If you’re a company director feeling a twinge of concern over your company’s future, it pays to understand the key warning signs of real business failure.
Here at Company Debt we specialise in helping businesses who have reached, or are nearing reaching a critical juncture. Many can be turned around if the signs are acted upon promptly enough, others will end up in liquidation and eventual dissolution.
Read on as we explore the key warning signs of impending business failure, and what you can do about them.
- 7 Warning Signs of a Business in Financial Trouble
- (1) Can’t Pay Bills on Time
- (2) Your Own Customers Make Late Payments
- (3) The Banks Won’t Let You Borrow More Money
- (4) Directors aren’t Taking Salaries from the Company
- (5) Management is always firefighting
- (6) Poor Financial Management
- (7) You’re Losing Important Company Clients
- If you Fear the Warning Signs Mean Insolvency?
7 Warning Signs of a Business in Financial Trouble
Here are the warning signs to look out for:
(1) Can’t Pay Bills on Time
This may be obvious but it’s important. When the cash flow cycle slows enough that you’re unable to pay bills when they’re due, it’s time for a serious look at the entire organisation’s health.
Along with not paying bills come an inevitable slew of issues such as angry letters from creditors, and penalties for late payment of tax.
(2) Your Own Customers Make Late Payments
If your own cash flow cycle is impacted by late payments from clients, it starts the chain reaction which can eventually halt an entire company.
Not getting paid on time, as a regular occurrence, also indicates sloppy collection policies and a general haphazardness which may infer the business needs a tighter focus.
Of course one or two late payments isn’t necessarily problematic. But when this becomes a habitual part of your businesses situation, it is a warning sign that something fundamental is not being addressed.
(3) The Banks Won’t Let You Borrow More Money
When financial institutions halt the flow of capital, it means they no longer have faith they are going to get it back. Since lending is based on sophisticated credit score algorithms, and information about past lending history, the bank’s judgement is often fairly astute.
The second issue is that an inability to gain more finance places yet more strain on the company cash-flow cycle, and ultimately limits growth.
(4) Directors aren’t Taking Salaries from the Company
When company directors, or other staff members, aren’t taking salaries, it means the company is, at least temporarily, not a viable one. For any business to have a chance of survival it must generate enough capital to pay key staff.
(5) Management is always firefighting
Companies that are always at crisis level don’t get the chance to focus on the company’s core USP’s. When a company slides towards insolvency these kind of flash points become more common. Payments are coming in late, employees feel the tension, creditors are making demands to be paid.
For directors, the prevalence of continual crises is a big warning sign that foundational change is needed sooner rather than later.

Your goal
According to the article on warning signs of business failure, what does it indicate when financial institutions halt the flow of capital to a company?

Dataset entries
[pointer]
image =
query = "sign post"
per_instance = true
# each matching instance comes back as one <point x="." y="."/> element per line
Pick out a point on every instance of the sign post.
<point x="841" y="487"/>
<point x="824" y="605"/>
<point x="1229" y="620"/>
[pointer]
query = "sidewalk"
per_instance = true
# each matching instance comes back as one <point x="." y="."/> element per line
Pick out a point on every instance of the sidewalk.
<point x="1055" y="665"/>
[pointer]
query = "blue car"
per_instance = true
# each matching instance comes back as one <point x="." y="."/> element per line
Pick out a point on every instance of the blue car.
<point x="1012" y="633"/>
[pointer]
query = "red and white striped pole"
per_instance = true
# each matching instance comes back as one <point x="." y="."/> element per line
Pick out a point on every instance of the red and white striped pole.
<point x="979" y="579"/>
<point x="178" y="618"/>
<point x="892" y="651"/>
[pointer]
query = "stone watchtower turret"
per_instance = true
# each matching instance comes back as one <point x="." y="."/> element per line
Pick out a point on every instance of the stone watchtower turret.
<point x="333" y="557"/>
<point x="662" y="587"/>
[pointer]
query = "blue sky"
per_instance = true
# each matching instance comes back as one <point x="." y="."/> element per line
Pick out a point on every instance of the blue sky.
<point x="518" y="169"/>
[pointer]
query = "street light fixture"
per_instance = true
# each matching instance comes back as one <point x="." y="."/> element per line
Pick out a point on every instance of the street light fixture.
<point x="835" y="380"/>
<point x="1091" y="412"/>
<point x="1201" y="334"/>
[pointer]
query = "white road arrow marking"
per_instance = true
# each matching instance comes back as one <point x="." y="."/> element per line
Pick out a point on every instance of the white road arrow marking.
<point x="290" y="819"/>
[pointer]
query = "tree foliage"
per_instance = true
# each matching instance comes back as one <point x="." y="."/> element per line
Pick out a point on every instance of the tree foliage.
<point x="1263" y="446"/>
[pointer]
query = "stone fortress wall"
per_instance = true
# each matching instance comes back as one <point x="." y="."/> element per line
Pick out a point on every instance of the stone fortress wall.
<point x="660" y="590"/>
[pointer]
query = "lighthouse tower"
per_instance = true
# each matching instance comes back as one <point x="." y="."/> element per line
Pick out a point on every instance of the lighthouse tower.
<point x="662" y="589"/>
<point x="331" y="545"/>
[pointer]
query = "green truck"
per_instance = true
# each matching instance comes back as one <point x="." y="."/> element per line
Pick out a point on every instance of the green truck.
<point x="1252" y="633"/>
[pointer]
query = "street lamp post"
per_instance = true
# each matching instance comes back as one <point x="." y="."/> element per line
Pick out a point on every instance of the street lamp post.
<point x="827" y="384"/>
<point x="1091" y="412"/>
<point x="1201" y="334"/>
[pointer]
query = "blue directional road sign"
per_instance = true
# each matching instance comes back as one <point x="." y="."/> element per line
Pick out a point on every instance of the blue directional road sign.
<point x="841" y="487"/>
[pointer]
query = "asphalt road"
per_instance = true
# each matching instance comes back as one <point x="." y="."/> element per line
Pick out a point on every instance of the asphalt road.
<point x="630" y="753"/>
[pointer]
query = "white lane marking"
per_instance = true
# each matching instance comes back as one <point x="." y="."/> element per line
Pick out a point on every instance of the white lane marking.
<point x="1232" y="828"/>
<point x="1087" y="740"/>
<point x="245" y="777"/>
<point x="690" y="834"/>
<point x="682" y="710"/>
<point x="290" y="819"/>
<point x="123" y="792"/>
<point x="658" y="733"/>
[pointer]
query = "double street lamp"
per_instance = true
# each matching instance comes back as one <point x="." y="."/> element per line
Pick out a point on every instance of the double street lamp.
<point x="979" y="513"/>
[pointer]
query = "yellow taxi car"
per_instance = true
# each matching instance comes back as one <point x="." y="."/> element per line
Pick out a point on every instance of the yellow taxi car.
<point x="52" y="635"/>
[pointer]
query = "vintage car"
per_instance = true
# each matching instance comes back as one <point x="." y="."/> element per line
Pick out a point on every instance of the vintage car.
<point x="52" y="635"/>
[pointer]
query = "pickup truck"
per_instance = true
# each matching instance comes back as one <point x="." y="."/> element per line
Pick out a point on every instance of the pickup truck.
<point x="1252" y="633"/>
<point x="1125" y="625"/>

Exercise answer
It indicates that they no longer have faith they are going to get the money back.